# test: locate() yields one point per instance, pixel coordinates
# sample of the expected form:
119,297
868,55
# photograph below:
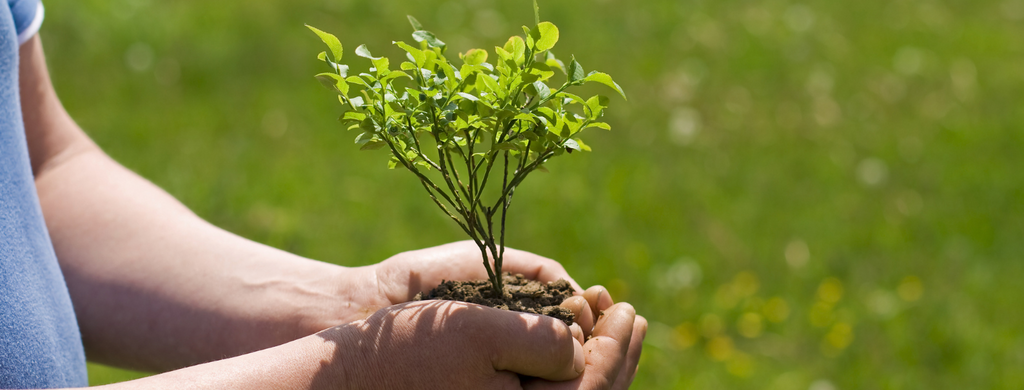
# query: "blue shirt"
40,343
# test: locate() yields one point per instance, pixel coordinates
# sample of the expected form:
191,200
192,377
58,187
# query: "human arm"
156,288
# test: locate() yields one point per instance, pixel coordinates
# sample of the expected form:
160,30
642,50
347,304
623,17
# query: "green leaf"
504,54
542,89
363,51
552,61
505,146
353,116
517,47
429,38
417,54
474,56
583,146
526,118
373,145
356,80
332,42
494,86
576,72
333,82
394,75
545,35
570,144
416,24
571,98
595,105
603,78
537,13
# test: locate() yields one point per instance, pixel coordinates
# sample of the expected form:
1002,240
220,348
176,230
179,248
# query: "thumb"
535,345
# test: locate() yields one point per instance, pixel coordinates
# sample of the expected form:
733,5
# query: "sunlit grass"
809,195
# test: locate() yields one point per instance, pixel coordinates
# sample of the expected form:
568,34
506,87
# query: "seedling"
462,129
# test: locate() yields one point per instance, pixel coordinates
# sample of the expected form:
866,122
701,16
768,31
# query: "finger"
528,344
578,334
598,298
536,267
606,353
629,371
606,350
584,315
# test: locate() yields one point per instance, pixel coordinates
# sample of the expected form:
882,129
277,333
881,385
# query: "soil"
520,295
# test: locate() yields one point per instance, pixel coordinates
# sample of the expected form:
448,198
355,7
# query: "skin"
158,289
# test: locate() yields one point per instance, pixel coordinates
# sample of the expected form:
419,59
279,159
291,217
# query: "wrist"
343,295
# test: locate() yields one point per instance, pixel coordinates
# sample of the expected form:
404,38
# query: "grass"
798,196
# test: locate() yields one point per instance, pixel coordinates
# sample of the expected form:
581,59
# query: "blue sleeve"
28,17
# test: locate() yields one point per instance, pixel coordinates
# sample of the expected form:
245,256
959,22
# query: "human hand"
454,345
401,276
408,273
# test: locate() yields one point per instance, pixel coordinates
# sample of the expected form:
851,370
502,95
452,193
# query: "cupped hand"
612,335
408,273
454,345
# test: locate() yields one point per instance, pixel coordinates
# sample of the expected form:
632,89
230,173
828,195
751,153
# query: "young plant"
472,132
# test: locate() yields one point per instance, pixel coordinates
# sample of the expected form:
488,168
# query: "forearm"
155,287
138,264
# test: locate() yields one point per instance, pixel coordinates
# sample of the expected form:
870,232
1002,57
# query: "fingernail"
577,332
580,361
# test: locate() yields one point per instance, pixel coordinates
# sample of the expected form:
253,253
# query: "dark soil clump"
520,295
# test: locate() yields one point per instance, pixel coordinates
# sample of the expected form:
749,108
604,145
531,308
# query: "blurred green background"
799,195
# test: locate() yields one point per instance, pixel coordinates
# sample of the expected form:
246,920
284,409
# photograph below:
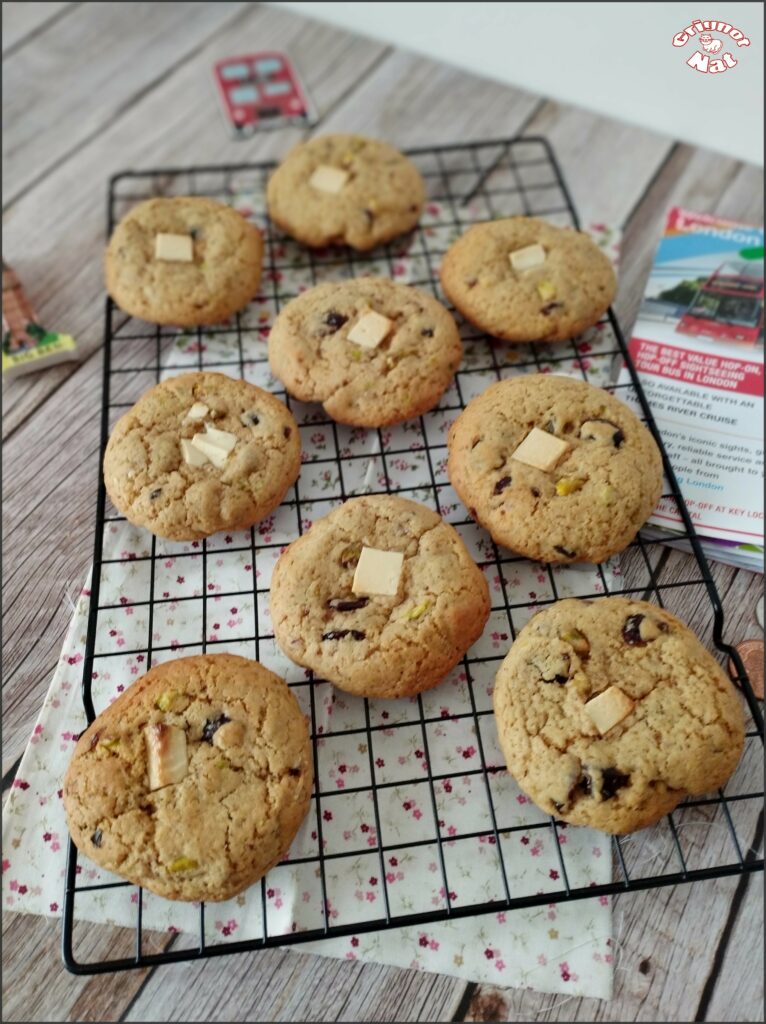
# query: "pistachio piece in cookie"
201,453
372,351
380,597
630,730
554,468
521,279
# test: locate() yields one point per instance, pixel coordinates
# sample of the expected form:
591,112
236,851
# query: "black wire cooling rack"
708,838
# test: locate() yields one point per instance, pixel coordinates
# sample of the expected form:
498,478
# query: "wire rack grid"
705,838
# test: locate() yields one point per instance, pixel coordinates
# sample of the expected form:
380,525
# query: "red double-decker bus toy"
728,306
261,90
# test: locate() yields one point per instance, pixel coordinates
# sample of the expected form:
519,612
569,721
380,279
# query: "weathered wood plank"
92,62
36,987
309,988
622,158
739,981
177,122
22,22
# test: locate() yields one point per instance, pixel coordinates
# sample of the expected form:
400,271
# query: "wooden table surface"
92,88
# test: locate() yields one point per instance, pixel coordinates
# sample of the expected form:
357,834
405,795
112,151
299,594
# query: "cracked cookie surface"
150,481
222,276
245,790
678,725
596,498
552,301
406,375
382,197
379,646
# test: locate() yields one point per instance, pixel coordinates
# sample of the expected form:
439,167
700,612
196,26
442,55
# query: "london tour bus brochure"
697,346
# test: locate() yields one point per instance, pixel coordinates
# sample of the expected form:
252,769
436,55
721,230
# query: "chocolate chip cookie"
200,453
345,189
610,712
194,782
523,280
554,468
380,597
372,351
184,261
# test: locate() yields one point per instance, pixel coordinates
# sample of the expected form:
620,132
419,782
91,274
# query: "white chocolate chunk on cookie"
370,330
166,755
329,179
173,248
608,709
198,412
527,258
192,455
541,450
214,444
378,572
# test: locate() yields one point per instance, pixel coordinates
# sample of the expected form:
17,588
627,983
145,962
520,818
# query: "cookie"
194,782
201,453
322,348
523,280
380,597
610,712
554,468
183,261
345,189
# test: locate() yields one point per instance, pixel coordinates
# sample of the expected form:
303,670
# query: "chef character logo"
709,44
713,53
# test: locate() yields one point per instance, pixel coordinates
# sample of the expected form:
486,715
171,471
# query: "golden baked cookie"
311,349
610,712
200,453
389,624
345,189
554,468
183,260
523,280
194,782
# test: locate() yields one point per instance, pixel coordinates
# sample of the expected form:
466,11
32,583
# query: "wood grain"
70,65
23,22
691,950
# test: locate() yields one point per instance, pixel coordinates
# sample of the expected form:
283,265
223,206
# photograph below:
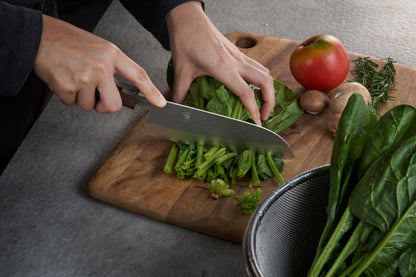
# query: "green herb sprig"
379,83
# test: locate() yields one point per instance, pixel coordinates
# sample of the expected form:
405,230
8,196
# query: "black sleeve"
152,15
20,34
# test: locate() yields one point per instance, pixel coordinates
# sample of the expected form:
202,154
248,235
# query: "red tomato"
320,63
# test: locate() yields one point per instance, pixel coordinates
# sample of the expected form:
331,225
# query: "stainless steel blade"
190,125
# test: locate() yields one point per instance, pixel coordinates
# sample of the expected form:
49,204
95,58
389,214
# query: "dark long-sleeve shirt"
21,30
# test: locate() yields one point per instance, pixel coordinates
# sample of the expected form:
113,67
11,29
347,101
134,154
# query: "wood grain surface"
132,176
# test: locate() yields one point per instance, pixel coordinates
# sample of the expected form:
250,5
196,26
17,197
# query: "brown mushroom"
314,101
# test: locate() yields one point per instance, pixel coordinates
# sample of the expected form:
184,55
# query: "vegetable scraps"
214,163
370,229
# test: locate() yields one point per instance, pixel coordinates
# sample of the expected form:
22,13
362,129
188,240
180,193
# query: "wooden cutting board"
132,176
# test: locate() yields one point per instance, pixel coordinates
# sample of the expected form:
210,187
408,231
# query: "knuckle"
141,74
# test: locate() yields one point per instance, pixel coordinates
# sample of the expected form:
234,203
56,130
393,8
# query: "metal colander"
282,234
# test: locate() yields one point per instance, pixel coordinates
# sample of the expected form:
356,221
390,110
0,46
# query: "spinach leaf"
385,198
392,128
387,188
407,263
287,109
356,121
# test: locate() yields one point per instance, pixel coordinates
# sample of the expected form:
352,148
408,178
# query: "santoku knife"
186,124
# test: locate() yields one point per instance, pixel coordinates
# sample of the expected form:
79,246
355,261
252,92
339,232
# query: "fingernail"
162,101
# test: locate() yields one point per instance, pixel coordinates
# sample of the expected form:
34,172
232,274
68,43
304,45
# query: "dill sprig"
379,83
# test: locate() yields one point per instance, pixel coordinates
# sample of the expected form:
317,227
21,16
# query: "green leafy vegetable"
373,213
248,202
220,188
215,162
379,83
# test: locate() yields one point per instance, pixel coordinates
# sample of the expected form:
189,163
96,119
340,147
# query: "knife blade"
186,124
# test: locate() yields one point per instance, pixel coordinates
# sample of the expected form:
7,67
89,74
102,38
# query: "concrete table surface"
50,227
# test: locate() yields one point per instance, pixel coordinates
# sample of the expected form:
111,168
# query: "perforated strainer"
282,234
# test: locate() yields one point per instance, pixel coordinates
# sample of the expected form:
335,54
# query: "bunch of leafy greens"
378,82
210,163
371,226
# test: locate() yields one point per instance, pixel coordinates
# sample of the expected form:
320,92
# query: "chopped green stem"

◆ ◆ ◆

→ Requirement:
Show each line of the data above that contains the string "cookie", treating case as significant.

→ Answer to this problem:
# query: "pistachio piece in cookie"
# query: "cracked cookie surface"
# query: "chocolate chip cookie"
# query: "white chocolate chunk on cookie"
# query: "cookie"
# query: "golden baked cookie"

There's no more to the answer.